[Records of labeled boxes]
□ □ □ □

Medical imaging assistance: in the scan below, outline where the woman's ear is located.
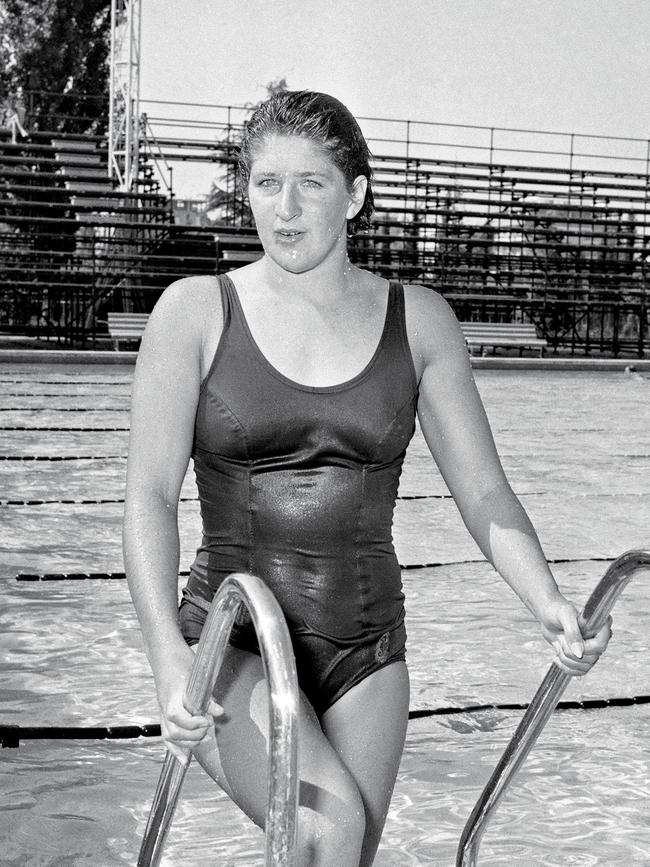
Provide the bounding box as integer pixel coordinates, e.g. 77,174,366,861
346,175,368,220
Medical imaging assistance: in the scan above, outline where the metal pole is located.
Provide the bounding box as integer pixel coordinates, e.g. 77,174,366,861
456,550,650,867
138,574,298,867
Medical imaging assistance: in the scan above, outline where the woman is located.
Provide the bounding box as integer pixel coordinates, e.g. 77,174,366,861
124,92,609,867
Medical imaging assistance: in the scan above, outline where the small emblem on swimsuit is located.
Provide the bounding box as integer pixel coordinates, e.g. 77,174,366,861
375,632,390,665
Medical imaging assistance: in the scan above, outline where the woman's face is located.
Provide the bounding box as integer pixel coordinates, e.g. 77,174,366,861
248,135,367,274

□ □ □ □

▸ **What the task asks**
Show every line in the entries above that contains the word "assistance".

▸ **The answer**
Medical imaging assistance: in the scan below, outline where the woman's ear is located.
Medical imaging assistance: in the scan above, outline where the metal pole is located.
Medical imaging assistance: in the scan above, outline where the woman is located.
Medical imaging assistance: in the scan above, outline where the small emblem on swimsuit is located.
Medical imaging assistance: in the scan above, outline where the woman's face is located.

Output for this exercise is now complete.